— Labeling and segmentation listing —
______

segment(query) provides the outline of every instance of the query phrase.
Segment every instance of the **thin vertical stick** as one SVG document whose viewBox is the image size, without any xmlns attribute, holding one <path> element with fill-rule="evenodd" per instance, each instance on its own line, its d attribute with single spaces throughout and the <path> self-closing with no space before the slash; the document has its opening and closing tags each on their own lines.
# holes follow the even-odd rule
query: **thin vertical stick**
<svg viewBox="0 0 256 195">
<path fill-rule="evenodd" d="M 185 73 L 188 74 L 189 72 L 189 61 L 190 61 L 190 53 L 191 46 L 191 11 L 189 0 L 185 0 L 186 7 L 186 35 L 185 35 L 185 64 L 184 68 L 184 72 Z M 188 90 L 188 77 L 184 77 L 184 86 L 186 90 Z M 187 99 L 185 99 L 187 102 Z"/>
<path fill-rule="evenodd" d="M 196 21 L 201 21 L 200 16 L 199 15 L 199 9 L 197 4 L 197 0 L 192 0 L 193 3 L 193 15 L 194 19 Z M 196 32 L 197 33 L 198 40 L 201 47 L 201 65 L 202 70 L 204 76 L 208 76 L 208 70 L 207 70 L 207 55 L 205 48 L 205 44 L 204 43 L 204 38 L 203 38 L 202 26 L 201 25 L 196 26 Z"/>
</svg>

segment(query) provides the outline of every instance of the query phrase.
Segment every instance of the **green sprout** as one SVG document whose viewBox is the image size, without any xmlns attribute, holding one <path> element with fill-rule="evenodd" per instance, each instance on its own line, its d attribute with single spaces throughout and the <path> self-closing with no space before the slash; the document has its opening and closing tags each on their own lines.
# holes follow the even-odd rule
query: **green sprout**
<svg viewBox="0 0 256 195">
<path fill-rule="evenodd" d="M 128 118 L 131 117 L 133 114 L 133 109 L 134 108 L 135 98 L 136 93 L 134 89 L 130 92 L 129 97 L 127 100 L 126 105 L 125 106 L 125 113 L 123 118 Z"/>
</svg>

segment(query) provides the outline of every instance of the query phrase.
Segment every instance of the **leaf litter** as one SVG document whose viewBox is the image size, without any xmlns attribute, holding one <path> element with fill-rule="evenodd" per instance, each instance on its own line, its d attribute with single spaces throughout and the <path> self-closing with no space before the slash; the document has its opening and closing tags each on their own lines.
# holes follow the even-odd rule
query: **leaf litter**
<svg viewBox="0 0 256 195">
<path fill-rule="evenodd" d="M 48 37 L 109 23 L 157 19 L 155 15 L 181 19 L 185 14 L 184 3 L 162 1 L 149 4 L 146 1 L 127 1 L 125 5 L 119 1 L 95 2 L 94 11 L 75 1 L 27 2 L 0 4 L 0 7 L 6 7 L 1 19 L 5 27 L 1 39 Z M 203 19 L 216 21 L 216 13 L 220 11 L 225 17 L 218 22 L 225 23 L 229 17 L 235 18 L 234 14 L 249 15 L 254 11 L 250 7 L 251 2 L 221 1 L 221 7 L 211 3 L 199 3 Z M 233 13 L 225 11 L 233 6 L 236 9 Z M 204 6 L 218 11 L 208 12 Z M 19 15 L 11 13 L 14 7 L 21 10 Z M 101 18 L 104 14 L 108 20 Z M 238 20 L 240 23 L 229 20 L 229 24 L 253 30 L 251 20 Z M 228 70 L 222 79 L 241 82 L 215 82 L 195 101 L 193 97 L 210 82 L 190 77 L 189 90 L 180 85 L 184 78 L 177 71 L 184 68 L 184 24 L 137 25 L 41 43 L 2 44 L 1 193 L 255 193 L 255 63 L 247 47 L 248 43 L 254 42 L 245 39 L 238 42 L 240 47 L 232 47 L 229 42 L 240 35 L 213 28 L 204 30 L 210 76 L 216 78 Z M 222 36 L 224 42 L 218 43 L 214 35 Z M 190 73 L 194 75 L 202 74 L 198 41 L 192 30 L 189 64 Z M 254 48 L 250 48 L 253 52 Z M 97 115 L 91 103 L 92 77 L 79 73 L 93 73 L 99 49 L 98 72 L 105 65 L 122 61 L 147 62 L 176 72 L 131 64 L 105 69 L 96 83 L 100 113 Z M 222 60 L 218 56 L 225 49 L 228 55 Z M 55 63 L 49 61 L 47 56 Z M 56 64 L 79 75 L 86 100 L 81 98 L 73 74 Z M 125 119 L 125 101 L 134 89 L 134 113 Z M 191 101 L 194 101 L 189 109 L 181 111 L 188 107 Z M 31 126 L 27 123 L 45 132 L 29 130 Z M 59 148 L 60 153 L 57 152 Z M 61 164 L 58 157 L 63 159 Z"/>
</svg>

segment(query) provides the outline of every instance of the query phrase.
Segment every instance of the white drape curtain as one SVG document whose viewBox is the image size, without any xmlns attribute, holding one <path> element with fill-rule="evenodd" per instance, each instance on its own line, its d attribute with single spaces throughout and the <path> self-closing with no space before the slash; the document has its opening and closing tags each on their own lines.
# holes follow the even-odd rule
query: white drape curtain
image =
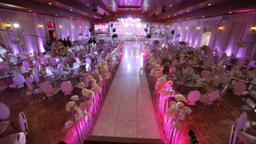
<svg viewBox="0 0 256 144">
<path fill-rule="evenodd" d="M 251 59 L 256 59 L 256 32 L 251 31 L 253 25 L 256 25 L 256 12 L 172 22 L 169 24 L 169 29 L 174 30 L 174 40 L 188 41 L 192 45 L 200 44 L 202 34 L 210 30 L 208 46 L 211 49 L 218 48 L 228 55 L 234 53 L 238 57 L 248 55 Z M 219 31 L 220 26 L 223 29 Z M 196 30 L 198 26 L 200 28 L 199 30 Z M 177 34 L 181 37 L 176 37 Z M 239 48 L 236 44 L 240 41 L 250 44 L 247 48 Z"/>
<path fill-rule="evenodd" d="M 87 38 L 87 34 L 90 36 L 89 22 L 0 9 L 0 29 L 18 33 L 0 31 L 0 43 L 11 46 L 14 53 L 21 53 L 25 50 L 31 52 L 34 51 L 44 52 L 43 46 L 46 45 L 46 38 L 50 38 L 48 22 L 55 23 L 56 37 L 58 39 L 70 36 L 71 40 L 73 40 Z M 7 23 L 11 24 L 10 28 L 8 30 Z M 18 24 L 19 28 L 14 28 L 14 24 Z M 40 24 L 43 26 L 42 28 L 39 27 Z M 60 28 L 60 25 L 62 26 L 62 29 Z M 74 26 L 74 28 L 72 26 Z M 79 36 L 79 32 L 83 33 L 83 35 Z M 18 34 L 22 33 L 23 34 Z M 14 38 L 20 38 L 23 43 L 11 44 L 11 40 Z"/>
</svg>

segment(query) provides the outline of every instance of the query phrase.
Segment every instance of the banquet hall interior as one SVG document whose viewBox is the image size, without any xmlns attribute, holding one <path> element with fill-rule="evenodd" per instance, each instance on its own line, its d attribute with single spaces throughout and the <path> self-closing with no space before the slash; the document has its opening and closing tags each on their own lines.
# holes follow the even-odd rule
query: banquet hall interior
<svg viewBox="0 0 256 144">
<path fill-rule="evenodd" d="M 0 0 L 0 144 L 256 144 L 256 1 Z"/>
</svg>

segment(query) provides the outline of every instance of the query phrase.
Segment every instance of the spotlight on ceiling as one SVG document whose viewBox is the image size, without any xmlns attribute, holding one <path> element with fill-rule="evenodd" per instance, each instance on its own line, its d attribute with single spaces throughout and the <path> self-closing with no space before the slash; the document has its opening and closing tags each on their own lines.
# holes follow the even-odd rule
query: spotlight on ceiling
<svg viewBox="0 0 256 144">
<path fill-rule="evenodd" d="M 161 11 L 162 13 L 165 12 L 166 11 L 166 10 L 165 9 L 165 8 L 163 7 L 163 8 L 162 10 L 161 10 Z"/>
<path fill-rule="evenodd" d="M 97 6 L 94 6 L 92 7 L 92 12 L 97 12 L 98 11 L 98 9 L 97 8 Z"/>
</svg>

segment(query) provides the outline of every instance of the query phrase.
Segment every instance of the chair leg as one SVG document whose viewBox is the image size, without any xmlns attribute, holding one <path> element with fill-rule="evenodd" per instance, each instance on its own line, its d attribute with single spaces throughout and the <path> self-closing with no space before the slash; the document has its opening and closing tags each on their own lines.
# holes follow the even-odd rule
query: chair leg
<svg viewBox="0 0 256 144">
<path fill-rule="evenodd" d="M 202 110 L 202 112 L 201 112 L 201 114 L 203 114 L 203 113 L 204 112 L 204 109 L 205 109 L 205 107 L 207 105 L 207 103 L 205 103 L 204 104 L 204 108 L 203 108 L 203 109 Z"/>
</svg>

______

— AIM —
Collect every line of the listing that contains the word "chair", treating uppercase and lowercase as different.

— SOLUTION —
Segment every instance of the chair leg as one SVG document whose viewBox is the image size, without any xmlns attribute, holding one <path> element with fill-rule="evenodd" per instance, each instance on its own line, its d attribute with single spaces throughout and the <path> self-closing with no space before the slash; the document has its opening and closing tags each on their own lines.
query: chair leg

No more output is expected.